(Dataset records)
▶

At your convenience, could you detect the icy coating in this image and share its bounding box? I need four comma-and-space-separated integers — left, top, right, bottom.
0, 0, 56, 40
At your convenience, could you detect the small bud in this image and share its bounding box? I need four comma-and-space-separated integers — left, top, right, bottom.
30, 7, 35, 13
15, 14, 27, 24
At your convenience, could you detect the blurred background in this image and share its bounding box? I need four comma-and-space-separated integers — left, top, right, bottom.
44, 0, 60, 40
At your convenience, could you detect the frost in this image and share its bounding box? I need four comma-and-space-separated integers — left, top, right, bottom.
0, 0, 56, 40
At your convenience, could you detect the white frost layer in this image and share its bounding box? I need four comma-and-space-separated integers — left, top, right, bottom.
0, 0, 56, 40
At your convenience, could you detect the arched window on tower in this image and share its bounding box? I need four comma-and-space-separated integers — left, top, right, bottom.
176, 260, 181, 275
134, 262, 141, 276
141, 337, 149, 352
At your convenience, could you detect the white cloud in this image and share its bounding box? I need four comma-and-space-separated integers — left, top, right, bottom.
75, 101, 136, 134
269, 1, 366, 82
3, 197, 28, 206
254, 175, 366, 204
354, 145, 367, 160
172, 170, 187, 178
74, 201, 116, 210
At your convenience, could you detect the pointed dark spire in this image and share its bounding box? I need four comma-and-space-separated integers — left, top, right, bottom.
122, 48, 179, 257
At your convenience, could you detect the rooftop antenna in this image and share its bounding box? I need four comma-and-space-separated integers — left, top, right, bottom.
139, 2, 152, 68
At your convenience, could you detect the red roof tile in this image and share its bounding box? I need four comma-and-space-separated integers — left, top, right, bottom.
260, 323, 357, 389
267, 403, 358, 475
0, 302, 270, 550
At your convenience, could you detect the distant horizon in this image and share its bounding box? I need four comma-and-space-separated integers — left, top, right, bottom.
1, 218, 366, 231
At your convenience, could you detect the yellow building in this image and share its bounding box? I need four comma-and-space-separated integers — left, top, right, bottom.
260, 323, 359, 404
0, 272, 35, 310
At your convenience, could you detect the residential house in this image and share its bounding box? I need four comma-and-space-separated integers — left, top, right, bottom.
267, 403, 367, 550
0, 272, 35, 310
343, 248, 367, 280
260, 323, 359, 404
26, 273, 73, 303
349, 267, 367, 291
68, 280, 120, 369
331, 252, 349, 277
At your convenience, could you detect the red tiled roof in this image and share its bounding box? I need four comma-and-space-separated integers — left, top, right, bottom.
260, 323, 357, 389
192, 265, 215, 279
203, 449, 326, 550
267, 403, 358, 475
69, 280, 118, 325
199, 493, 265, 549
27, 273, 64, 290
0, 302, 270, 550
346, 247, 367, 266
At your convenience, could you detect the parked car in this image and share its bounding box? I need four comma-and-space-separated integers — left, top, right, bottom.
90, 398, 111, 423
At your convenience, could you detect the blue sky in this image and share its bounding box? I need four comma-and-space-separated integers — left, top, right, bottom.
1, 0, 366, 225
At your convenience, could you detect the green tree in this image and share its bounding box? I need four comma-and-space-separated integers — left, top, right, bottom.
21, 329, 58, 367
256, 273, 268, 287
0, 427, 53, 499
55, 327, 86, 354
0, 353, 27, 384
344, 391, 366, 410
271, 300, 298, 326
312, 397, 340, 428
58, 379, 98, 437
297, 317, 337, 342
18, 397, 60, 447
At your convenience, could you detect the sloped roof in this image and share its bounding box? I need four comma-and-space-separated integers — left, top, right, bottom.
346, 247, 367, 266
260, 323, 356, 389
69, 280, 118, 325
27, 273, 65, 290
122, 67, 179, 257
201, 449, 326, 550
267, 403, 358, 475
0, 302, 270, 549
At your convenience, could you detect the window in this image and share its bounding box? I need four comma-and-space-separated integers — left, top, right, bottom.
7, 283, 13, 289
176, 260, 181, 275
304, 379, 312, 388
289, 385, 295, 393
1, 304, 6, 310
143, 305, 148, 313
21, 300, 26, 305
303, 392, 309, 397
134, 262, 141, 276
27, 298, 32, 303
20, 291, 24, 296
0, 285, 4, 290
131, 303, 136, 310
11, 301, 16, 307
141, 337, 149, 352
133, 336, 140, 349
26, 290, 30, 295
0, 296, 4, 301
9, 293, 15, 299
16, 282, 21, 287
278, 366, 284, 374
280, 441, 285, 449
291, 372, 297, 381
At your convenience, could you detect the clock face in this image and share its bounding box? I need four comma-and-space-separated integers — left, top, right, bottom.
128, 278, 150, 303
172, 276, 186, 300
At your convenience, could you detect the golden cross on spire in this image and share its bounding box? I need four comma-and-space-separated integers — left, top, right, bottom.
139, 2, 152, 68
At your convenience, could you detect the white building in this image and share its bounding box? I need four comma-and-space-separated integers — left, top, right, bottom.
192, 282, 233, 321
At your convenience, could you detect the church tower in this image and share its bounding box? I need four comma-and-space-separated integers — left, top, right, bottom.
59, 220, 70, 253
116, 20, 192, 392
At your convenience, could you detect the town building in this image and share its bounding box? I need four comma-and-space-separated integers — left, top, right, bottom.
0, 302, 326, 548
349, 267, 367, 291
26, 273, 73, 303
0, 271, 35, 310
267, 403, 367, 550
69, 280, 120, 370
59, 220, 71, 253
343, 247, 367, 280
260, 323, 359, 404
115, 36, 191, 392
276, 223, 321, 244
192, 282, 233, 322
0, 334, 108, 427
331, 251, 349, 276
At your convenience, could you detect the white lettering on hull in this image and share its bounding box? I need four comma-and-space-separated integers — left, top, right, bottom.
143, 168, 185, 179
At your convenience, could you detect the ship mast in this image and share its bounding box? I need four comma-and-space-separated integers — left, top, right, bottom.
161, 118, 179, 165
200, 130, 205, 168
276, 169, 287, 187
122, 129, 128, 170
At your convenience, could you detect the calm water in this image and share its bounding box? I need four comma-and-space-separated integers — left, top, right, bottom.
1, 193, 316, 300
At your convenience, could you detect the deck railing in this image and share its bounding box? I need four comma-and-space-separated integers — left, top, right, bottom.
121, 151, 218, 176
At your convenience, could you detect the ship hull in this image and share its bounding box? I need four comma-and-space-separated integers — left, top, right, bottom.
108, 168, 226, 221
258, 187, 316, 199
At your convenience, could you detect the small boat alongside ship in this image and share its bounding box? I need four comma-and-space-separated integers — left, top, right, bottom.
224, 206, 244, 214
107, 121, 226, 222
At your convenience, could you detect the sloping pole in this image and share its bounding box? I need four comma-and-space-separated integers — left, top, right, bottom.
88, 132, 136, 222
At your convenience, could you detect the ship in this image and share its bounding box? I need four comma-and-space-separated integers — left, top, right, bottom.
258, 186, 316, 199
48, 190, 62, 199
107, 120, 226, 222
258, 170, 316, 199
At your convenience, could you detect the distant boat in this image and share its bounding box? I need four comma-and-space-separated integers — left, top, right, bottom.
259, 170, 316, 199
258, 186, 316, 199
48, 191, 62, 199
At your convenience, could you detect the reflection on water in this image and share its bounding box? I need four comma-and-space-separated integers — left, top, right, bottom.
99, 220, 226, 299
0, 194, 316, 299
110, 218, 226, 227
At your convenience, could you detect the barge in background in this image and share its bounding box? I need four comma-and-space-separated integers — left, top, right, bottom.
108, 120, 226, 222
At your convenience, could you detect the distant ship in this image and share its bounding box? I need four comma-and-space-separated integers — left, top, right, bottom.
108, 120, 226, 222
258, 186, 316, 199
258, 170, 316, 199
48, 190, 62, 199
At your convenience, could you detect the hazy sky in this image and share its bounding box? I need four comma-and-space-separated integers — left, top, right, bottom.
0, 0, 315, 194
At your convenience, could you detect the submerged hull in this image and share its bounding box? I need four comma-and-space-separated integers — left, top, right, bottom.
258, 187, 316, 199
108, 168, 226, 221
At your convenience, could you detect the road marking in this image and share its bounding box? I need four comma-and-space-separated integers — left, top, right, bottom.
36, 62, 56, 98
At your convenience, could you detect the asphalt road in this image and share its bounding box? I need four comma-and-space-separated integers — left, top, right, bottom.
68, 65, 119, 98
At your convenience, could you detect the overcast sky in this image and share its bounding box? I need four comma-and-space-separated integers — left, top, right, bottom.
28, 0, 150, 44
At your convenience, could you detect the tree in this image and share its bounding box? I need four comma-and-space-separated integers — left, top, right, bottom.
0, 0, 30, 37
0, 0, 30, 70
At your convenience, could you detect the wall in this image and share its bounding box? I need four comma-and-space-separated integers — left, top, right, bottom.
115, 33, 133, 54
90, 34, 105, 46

◀

## Exercise
What should appear is an exact copy of the lines from the one with "At your convenience, could you detect the wall" through the end of the entries above, ends included, and no other text.

## Your solution
At your convenience, could you detect the wall in this image and share its bounding box? I need four comma-and-space-separated integers — left, top, right, bottom.
115, 33, 133, 54
90, 34, 105, 46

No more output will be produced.